◆ **What is required**: I'd like the entries reproduced exactly, with all pictures omitted.

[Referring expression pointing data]
--- START ---
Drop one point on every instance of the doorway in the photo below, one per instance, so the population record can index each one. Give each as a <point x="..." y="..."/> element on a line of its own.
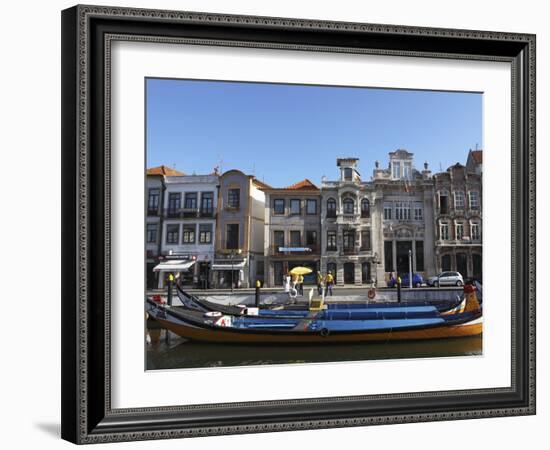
<point x="403" y="248"/>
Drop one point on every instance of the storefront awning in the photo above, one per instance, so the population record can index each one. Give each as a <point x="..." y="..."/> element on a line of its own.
<point x="228" y="266"/>
<point x="174" y="265"/>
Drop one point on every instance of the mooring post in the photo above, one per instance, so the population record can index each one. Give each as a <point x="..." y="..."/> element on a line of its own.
<point x="257" y="298"/>
<point x="169" y="297"/>
<point x="398" y="289"/>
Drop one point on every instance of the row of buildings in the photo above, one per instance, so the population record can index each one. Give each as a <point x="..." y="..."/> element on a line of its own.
<point x="228" y="229"/>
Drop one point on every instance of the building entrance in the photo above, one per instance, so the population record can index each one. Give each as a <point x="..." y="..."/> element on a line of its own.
<point x="349" y="273"/>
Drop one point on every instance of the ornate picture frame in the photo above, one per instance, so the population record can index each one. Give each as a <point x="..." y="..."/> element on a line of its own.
<point x="87" y="412"/>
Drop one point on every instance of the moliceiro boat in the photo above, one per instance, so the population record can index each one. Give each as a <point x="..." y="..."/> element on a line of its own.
<point x="320" y="323"/>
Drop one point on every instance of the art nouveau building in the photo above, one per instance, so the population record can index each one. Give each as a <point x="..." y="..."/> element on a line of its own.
<point x="458" y="219"/>
<point x="349" y="222"/>
<point x="369" y="227"/>
<point x="239" y="252"/>
<point x="292" y="231"/>
<point x="405" y="207"/>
--- END ---
◆ **Answer box**:
Drop one point on every instance of the doorway in the photo below, one per instance, so the population record can index each one. Give each as a <point x="..." y="..."/> element on a line of its own.
<point x="403" y="248"/>
Drop one point on every instance of the storefront awning in the photo above, one per instance, so the population record can index each one. Give each as a <point x="..." y="..."/> element on a line of its own.
<point x="228" y="266"/>
<point x="174" y="265"/>
Drop one point on every instance of the mooring post in the photo above, one per instance, so the population record can index each one. Give each as a <point x="..." y="..."/> element on a line of its own.
<point x="257" y="298"/>
<point x="169" y="297"/>
<point x="398" y="289"/>
Drop one point on every instance of the row of buildings in the photo above, one per instance, so the population record can index each one. Give each as a <point x="..." y="..."/> element on a line of its own.
<point x="228" y="229"/>
Drop one point on every instance of the building entrance in the photo above, one per instance, so the population record can index each one. Give each as a <point x="..." y="..."/> element on a line of its own.
<point x="349" y="273"/>
Drop one point on every instance of the ornate picture frame in the photo above, one per instance, so the population record can index each one. Give each as a <point x="..." y="..."/> element on a line of its own.
<point x="87" y="412"/>
Drop one point on every instance of the moliceiro boat in the photo above, one per instance, so the population record can index each one. Give each as a <point x="..." y="..."/> element on a line of its own.
<point x="320" y="323"/>
Drop one point on every instance of the art nouveau building in the photo above, one per instance, so the population record can index each one. Give each as a <point x="..." y="..."/> element on a line of its own.
<point x="458" y="219"/>
<point x="349" y="222"/>
<point x="369" y="227"/>
<point x="239" y="252"/>
<point x="292" y="231"/>
<point x="405" y="207"/>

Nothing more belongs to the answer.